*** Given information ***

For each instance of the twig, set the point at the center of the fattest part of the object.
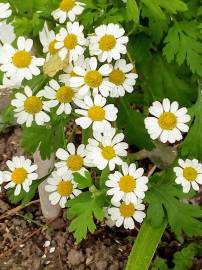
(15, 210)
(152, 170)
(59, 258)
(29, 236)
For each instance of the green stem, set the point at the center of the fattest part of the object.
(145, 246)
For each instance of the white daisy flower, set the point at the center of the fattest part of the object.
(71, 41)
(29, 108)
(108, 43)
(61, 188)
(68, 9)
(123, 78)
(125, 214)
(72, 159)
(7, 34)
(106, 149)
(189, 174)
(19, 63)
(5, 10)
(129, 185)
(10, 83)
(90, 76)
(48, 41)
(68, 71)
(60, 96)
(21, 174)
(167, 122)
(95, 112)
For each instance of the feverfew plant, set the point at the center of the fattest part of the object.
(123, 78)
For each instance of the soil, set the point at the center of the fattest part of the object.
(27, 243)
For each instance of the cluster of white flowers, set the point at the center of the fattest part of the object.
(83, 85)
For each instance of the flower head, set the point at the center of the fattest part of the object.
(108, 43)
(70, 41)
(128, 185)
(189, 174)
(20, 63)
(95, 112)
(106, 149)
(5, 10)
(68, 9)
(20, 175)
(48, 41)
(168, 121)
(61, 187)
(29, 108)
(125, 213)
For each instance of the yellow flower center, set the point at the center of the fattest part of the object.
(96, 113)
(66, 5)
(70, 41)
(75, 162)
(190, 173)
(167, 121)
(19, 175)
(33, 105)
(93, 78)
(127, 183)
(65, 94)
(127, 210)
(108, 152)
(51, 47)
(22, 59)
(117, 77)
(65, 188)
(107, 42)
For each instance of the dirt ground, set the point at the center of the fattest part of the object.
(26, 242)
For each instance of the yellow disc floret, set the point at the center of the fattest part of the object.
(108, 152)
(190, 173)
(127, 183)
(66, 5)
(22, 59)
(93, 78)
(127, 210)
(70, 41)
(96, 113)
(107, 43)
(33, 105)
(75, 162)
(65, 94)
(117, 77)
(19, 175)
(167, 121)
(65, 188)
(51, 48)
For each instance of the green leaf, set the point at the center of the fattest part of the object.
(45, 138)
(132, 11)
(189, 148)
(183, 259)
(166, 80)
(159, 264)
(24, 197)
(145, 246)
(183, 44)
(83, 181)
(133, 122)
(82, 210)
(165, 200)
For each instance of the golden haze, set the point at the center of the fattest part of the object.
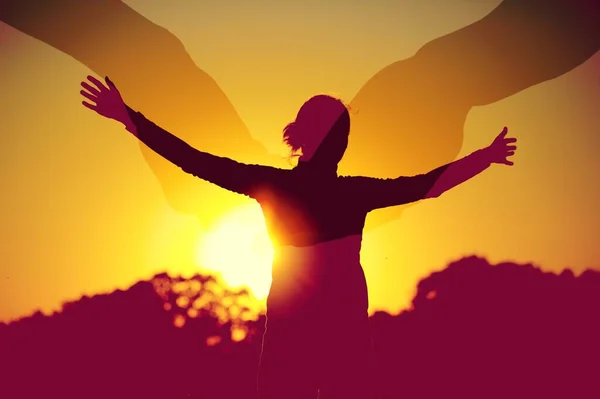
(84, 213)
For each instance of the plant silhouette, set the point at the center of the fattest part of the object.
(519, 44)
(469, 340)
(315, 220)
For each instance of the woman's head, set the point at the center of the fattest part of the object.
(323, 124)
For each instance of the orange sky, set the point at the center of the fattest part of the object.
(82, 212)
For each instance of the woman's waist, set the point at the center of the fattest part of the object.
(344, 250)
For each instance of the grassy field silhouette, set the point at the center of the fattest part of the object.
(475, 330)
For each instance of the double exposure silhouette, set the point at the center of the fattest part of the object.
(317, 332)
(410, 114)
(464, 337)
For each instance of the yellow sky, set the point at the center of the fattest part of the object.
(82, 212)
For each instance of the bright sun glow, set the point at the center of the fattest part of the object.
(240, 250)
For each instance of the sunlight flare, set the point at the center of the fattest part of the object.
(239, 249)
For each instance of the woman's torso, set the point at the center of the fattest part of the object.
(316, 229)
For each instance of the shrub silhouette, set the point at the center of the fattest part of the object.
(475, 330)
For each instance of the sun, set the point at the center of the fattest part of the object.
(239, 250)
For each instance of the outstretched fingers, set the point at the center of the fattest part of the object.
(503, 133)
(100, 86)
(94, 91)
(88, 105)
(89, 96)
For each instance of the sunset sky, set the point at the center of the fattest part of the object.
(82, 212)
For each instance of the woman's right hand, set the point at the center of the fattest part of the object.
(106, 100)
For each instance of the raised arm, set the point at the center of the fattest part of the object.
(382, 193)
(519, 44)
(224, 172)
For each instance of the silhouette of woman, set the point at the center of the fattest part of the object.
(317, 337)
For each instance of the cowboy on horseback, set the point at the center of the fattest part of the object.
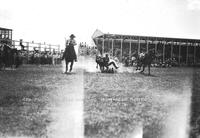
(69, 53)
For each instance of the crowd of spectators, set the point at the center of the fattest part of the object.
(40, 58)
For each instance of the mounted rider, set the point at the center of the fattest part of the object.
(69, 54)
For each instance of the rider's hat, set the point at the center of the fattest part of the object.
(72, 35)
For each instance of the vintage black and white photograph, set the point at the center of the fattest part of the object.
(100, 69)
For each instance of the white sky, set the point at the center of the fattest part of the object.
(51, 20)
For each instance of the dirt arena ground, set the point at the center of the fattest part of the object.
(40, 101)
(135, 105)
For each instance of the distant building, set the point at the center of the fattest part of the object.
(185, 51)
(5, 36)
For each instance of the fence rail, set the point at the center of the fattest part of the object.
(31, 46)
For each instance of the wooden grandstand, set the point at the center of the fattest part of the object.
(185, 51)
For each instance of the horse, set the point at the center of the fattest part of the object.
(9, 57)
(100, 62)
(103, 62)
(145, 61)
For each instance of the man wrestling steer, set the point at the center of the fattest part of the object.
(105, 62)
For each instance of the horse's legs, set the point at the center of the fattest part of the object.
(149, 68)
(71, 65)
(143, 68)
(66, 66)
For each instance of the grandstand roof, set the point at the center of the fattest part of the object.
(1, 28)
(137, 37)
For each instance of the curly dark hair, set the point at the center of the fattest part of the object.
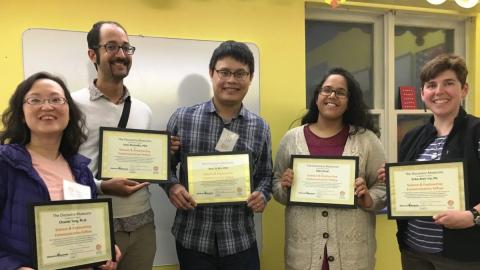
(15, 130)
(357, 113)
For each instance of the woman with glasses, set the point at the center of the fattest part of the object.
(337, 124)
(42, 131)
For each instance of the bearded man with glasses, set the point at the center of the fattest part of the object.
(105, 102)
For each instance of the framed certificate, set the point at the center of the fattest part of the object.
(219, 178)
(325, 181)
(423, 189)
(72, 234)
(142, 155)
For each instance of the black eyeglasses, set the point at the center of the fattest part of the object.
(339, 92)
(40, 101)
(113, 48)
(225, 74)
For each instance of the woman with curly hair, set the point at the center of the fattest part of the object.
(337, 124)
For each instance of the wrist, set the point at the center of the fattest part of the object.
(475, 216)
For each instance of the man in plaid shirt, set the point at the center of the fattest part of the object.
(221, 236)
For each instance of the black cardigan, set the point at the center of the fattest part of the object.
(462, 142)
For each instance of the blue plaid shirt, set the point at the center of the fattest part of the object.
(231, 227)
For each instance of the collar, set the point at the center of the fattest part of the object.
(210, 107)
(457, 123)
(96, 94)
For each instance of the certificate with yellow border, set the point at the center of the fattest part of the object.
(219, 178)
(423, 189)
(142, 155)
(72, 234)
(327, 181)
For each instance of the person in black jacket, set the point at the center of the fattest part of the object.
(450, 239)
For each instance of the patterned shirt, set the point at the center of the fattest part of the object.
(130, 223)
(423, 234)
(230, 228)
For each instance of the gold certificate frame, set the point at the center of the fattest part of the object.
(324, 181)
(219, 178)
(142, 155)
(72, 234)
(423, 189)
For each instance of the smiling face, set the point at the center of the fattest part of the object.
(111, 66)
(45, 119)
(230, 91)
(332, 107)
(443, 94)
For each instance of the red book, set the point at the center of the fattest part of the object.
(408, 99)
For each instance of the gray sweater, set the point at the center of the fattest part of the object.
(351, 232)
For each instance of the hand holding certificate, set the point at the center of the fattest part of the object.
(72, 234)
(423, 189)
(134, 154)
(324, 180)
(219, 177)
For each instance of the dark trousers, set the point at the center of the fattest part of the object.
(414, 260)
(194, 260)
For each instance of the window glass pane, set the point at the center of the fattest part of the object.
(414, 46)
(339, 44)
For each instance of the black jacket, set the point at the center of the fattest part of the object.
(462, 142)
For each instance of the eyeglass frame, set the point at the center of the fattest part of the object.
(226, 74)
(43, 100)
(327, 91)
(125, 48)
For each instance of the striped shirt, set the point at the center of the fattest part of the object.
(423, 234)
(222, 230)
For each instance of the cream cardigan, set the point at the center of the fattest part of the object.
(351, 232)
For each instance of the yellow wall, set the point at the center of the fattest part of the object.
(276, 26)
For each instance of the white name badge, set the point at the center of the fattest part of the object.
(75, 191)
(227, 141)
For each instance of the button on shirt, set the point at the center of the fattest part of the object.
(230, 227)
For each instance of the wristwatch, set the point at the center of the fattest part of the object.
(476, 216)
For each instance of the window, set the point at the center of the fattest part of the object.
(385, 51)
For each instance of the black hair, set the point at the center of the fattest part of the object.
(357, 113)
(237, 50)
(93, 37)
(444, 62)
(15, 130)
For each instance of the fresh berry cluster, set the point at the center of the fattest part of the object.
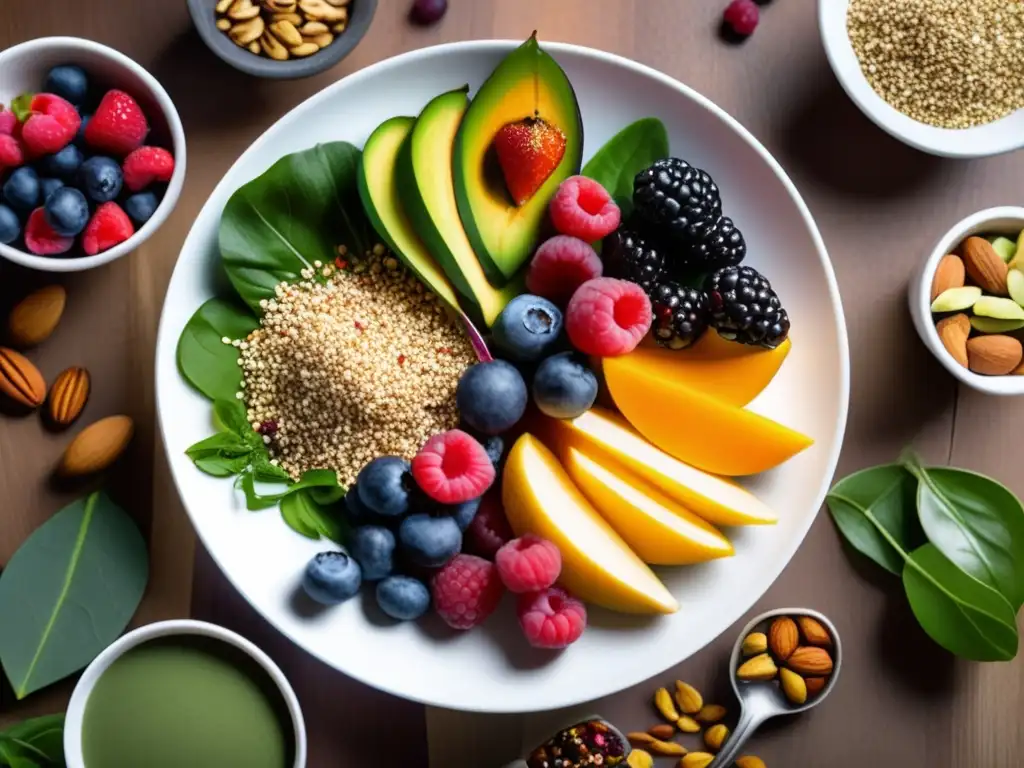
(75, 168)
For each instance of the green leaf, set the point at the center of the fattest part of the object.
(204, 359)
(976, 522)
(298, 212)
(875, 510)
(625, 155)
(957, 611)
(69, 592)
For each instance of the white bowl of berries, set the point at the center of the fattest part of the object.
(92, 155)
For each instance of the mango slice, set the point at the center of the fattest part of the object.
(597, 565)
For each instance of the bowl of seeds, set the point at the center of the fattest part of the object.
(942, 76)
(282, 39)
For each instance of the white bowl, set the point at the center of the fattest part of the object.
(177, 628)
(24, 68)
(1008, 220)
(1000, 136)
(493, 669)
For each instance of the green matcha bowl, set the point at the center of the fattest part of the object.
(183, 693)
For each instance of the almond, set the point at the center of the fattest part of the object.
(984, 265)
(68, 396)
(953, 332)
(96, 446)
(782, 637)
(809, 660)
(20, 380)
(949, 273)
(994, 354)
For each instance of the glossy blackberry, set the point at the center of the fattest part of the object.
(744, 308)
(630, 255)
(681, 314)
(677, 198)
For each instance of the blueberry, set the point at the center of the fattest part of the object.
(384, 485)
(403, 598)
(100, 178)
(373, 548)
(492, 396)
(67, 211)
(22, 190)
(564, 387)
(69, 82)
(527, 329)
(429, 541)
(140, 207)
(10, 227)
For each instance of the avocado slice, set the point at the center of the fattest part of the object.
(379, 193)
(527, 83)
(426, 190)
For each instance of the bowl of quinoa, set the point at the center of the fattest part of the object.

***

Given problem :: Starting at the line that contains "For each instance of the green matcha", repeat each line exactly through the last one in the listing. Include both of those lines and nothing more.

Solution for this exercise ::
For each instance of the green matcha bowl, set the point at the center of the fattest part of the object.
(183, 693)
For each instance of the almond, set the point at the center of the fattest part of the object.
(984, 265)
(68, 396)
(953, 332)
(96, 446)
(782, 637)
(809, 660)
(20, 380)
(949, 273)
(994, 354)
For each instance of the glossy blackberry, set the point at the center of the fattest part of the object.
(744, 308)
(630, 255)
(681, 314)
(677, 198)
For each instance of the blueberry, set the point at the center of the fattest part of the object.
(384, 485)
(403, 598)
(100, 178)
(373, 548)
(492, 396)
(67, 211)
(22, 190)
(564, 387)
(69, 82)
(527, 329)
(429, 541)
(140, 207)
(10, 227)
For each instance of the avocado slice, set the point at the center of the fattest part of the object.
(379, 193)
(527, 83)
(426, 190)
For each instance of the bowl of quinoa, set the point at the center of the fattest part of the object.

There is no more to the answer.